:: DATA ENTRIES ::
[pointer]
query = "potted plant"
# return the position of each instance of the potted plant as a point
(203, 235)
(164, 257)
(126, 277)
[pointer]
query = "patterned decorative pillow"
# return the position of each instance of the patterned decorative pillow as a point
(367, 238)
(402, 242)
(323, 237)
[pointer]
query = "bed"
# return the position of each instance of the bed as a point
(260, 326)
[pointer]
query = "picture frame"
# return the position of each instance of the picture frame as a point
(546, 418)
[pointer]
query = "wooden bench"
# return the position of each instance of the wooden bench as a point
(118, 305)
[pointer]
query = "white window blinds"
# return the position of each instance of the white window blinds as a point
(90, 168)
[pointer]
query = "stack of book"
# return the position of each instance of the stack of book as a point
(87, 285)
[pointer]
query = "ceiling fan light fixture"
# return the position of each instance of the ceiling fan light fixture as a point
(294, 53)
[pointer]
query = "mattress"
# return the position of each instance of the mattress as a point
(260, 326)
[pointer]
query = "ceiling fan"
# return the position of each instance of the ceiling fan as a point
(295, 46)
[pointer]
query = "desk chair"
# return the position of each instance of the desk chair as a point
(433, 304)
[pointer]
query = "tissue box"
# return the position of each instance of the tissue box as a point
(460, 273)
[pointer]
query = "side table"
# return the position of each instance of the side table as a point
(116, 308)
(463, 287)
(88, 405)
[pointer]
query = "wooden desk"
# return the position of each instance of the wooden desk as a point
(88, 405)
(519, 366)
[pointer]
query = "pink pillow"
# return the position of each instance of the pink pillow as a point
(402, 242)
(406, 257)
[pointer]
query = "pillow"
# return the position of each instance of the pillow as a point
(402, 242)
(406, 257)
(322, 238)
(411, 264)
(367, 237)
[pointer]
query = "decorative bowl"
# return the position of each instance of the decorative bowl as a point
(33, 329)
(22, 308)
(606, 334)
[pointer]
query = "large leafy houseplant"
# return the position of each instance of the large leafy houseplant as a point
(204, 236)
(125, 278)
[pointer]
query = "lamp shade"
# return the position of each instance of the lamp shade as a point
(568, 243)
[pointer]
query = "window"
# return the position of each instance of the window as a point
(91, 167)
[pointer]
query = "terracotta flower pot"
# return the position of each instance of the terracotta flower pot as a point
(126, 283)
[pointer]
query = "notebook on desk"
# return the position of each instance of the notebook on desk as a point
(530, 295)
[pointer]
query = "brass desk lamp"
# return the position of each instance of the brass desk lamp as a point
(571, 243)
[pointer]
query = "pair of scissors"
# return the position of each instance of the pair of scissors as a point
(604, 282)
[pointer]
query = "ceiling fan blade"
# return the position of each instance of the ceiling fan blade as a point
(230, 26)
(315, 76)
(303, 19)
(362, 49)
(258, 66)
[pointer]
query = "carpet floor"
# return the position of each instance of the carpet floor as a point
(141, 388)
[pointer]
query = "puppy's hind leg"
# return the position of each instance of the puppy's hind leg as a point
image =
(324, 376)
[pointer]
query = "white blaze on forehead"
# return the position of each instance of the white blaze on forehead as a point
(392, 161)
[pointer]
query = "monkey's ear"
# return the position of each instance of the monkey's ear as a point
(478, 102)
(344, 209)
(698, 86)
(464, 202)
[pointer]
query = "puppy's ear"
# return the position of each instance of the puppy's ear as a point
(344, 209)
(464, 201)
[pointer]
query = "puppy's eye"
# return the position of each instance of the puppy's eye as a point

:: WHAT YOU ARE ASKED TO DO ::
Transcribe the full listing above without leaving anything out.

:: RESULT FOR THIS TASK ::
[pointer]
query = "potted plant"
# return the position of each instance of the potted plant as a point
(203, 235)
(164, 257)
(126, 277)
[pointer]
query = "patterned decorative pillow"
# return the position of each instance of the patterned decorative pillow as a point
(367, 238)
(402, 242)
(323, 237)
[pointer]
query = "bed"
# return the position of each instance of the bed as a point
(260, 326)
[pointer]
query = "picture frame"
# return the position of each instance of the picture frame as a point
(546, 418)
[pointer]
query = "wooden bench"
# return the position of each instance of the wooden bench as a point
(118, 305)
[pointer]
query = "white window blinds"
# return the position of each instance of the white window blinds as a point
(90, 168)
[pointer]
query = "stack of book"
# return the position of each instance of the stack of book as a point
(87, 285)
[pointer]
query = "ceiling fan light fixture"
# return the position of each instance of the ceiling fan light fixture as a point
(294, 53)
[pointer]
query = "mattress"
# return the position of each instance of the mattress as a point
(260, 326)
[pointer]
query = "ceiling fan"
# return the position of each instance of the ceiling fan as a point
(295, 46)
[pointer]
query = "desk chair"
# return the position of each instance of the desk chair as a point
(433, 304)
[pointer]
query = "tissue box"
# return the position of each instance of the tissue box as a point
(460, 273)
[pointer]
query = "side table"
# return the position of each instance of the side table as a point
(116, 308)
(463, 287)
(88, 405)
[pointer]
query = "wooden desk"
# return the position of each instance of the wooden desk as a point
(88, 405)
(519, 366)
[pointer]
query = "pink pillow"
# return the position of each instance of the pink pillow as a point
(402, 242)
(406, 257)
[pointer]
query = "pillow"
# return the position of each instance of the pillow as a point
(402, 242)
(406, 257)
(322, 238)
(411, 264)
(367, 237)
[pointer]
query = "decorative bowl"
# return the position of each instance of the decorative bowl as a point
(33, 329)
(22, 308)
(606, 334)
[pointer]
query = "large leafy houseplant"
# return the position of each instance of the large leafy houseplant as a point
(204, 236)
(125, 278)
[pointer]
query = "lamp shade"
# return the position of each instance of the lamp shade as a point
(568, 243)
[pointer]
query = "window"
# return the position of each instance of the window as a point
(91, 167)
[pointer]
query = "terracotta flower pot"
# return the position of each instance of the terracotta flower pot as a point
(126, 283)
[pointer]
query = "notebook on desk"
# return the position of each instance of the notebook on desk as a point
(530, 295)
[pointer]
query = "brass desk lamp"
# return the position of each instance of the brass desk lamp as a point
(571, 243)
[pointer]
query = "pair of scissors"
# return the position of each instance of the pair of scissors as a point
(604, 282)
[pointer]
query = "ceiling fan blade"
# return the position of each instance of the ceiling fan blade as a point
(230, 26)
(315, 76)
(303, 19)
(362, 49)
(258, 66)
[pointer]
query = "carpet floor"
# return the position of each instance of the carpet floor as a point
(141, 388)
[pointer]
query = "puppy's hind leg"
# return the position of each instance of the puppy's hind leg as a point
image =
(324, 376)
[pointer]
query = "white blaze on forehead"
# return the position of each instance of the white blaze on forehead as a point
(392, 161)
[pointer]
query = "monkey's ear"
# return the position of each instance of the monkey's ear as a point
(478, 102)
(344, 209)
(698, 86)
(464, 202)
[pointer]
query = "puppy's ear"
# return the position of each instance of the puppy's ear as a point
(344, 209)
(464, 201)
[pointer]
query = "puppy's eye"
# return the position of each instance of the puppy's eye as a point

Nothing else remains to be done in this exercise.